**PASSAGE PROVIDED:**
--*--

The BICEP2 telescope at the South Pole has apparently found direct evidence for that theory by observing the cosmic microwave background, which is a faint glow left over from the Big Bang. The data is also said to confirm the connection between quantum mechanics and general relativity.

"Tiny fluctuations in this afterglow provide clues to conditions in the early universe. For example, small differences in temperature across the sky show where parts of the universe were denser, eventually condensing into galaxies and galactic clusters," the press release states.

"Since the cosmic microwave background is a form of light, it exhibits all the properties of light, including polarization. On Earth, sunlight is scattered by the atmosphere and becomes polarized, which is why polarized sunglasses help reduce glare. In space, the cosmic microwave background was scattered by atoms and electrons and became polarized too."

Reflecting on the results, Harvard theorist Avi Loeb said that the data from the experiment is not only a "smoking gun" for cosmic inflation, but can also suggest how powerful the event was and when it took place.

"We're very excited to present our results because they seem to match the prediction of the theory so closely," Kovac said in an interview, according to The Washington Post. "But it's the case that science can never actually prove a theory to be true. There could always be an alternative explanation that we haven't been clever enough to think of."

AiG, which promotes a literal interpretation of the creation account in Genesis, says that the discovery does not prove cosmic inflation but merely rules out other versions of the theory.

"Inflation is just one of many free parameters that cosmologists have at their disposal within the Big Bang model, so they can alter these parameters at will to get the intended result," AiG argued. "So, even if the data are confirmed, there may be some other physical mechanism at play rather than cosmic inflation."

--*--

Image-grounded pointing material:
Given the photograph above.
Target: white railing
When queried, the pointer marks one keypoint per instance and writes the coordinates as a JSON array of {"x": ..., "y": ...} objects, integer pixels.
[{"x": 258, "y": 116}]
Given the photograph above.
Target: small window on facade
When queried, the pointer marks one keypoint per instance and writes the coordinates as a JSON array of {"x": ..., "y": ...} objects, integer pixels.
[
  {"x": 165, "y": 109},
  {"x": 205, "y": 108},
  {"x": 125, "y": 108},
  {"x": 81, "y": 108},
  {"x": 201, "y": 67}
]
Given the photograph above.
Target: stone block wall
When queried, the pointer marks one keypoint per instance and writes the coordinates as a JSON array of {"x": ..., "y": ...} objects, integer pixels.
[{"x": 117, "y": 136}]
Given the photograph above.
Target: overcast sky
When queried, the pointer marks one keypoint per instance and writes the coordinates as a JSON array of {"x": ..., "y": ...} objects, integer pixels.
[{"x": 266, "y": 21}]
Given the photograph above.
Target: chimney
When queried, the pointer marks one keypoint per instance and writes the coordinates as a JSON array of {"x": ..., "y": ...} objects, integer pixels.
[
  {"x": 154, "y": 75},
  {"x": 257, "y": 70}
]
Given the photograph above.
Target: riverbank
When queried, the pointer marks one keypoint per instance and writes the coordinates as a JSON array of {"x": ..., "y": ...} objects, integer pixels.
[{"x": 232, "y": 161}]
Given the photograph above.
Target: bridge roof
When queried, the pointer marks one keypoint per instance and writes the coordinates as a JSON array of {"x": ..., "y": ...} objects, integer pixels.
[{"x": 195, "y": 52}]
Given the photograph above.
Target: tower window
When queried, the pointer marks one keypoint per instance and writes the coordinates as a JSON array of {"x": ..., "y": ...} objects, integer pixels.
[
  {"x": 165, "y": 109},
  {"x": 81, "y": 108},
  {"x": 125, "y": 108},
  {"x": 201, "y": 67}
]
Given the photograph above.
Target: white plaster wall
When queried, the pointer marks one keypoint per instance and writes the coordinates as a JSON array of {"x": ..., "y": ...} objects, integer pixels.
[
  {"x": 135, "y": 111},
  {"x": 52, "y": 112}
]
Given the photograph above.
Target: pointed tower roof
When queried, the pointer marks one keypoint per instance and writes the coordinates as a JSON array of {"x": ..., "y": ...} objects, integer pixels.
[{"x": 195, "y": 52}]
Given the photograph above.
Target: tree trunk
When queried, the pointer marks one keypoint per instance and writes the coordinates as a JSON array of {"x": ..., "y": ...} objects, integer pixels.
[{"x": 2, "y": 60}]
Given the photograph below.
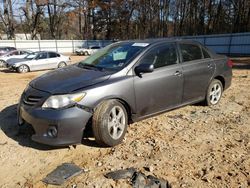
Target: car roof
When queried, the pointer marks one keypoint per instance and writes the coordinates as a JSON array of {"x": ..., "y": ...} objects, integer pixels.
[{"x": 161, "y": 40}]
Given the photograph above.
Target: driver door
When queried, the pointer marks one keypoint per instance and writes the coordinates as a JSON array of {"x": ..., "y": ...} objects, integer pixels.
[{"x": 162, "y": 89}]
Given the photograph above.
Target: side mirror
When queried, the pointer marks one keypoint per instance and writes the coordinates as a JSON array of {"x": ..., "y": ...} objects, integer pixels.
[{"x": 144, "y": 68}]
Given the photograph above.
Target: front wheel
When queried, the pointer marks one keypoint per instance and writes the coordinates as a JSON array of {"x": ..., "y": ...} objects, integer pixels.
[
  {"x": 61, "y": 65},
  {"x": 214, "y": 92},
  {"x": 23, "y": 69},
  {"x": 110, "y": 121}
]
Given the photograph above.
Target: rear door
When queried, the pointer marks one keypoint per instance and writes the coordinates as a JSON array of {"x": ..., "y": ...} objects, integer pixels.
[
  {"x": 161, "y": 89},
  {"x": 198, "y": 69}
]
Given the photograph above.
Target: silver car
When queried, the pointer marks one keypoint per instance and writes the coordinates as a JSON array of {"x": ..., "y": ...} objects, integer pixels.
[{"x": 38, "y": 61}]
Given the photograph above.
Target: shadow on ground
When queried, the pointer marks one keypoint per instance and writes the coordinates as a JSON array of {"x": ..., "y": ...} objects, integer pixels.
[{"x": 8, "y": 124}]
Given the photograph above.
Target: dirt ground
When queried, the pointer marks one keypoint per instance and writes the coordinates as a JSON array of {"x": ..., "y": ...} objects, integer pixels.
[{"x": 194, "y": 146}]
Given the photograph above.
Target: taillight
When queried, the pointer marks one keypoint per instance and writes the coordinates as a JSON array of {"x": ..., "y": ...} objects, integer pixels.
[{"x": 230, "y": 63}]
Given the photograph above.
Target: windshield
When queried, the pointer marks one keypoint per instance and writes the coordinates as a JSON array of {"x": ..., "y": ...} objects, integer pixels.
[
  {"x": 31, "y": 56},
  {"x": 115, "y": 56}
]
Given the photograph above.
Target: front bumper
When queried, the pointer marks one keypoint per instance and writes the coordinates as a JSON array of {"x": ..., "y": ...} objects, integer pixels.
[{"x": 70, "y": 124}]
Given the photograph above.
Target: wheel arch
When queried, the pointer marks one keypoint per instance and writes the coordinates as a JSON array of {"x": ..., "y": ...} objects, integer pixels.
[
  {"x": 122, "y": 101},
  {"x": 221, "y": 79}
]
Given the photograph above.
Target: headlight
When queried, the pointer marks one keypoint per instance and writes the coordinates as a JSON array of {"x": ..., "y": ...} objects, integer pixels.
[{"x": 60, "y": 101}]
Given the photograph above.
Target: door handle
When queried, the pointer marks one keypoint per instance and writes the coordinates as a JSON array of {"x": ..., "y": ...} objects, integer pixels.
[{"x": 178, "y": 73}]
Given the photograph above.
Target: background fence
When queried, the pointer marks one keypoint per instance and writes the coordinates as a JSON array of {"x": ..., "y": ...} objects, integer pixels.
[
  {"x": 236, "y": 44},
  {"x": 61, "y": 46}
]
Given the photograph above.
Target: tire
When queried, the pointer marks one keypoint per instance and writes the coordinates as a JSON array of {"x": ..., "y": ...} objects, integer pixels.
[
  {"x": 61, "y": 64},
  {"x": 23, "y": 69},
  {"x": 109, "y": 123},
  {"x": 214, "y": 93}
]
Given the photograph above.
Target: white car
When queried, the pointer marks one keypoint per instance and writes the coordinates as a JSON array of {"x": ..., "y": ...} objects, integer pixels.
[
  {"x": 19, "y": 54},
  {"x": 38, "y": 61},
  {"x": 87, "y": 51}
]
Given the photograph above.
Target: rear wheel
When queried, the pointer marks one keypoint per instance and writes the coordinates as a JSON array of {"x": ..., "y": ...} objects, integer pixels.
[
  {"x": 110, "y": 121},
  {"x": 23, "y": 69},
  {"x": 61, "y": 64},
  {"x": 214, "y": 93}
]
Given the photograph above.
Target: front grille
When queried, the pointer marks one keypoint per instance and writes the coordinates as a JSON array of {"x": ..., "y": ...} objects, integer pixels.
[{"x": 31, "y": 100}]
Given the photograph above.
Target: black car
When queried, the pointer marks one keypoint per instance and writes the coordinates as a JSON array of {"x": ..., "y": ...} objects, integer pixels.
[{"x": 121, "y": 83}]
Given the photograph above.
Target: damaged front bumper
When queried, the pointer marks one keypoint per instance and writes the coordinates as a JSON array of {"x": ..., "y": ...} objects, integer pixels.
[{"x": 59, "y": 127}]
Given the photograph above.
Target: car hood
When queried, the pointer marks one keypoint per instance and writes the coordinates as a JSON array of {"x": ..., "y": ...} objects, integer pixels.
[{"x": 68, "y": 79}]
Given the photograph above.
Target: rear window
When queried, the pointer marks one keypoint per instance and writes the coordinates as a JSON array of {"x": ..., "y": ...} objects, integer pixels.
[{"x": 190, "y": 52}]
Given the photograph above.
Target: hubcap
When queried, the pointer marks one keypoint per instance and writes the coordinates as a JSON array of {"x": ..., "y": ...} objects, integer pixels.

--*--

**BRIEF:**
According to the BICEP2 passage, what scattered the cosmic microwave background in space and made it polarized? This material has no connection to the BICEP2 passage.

**EXERCISE ANSWER:**
Atoms and electrons.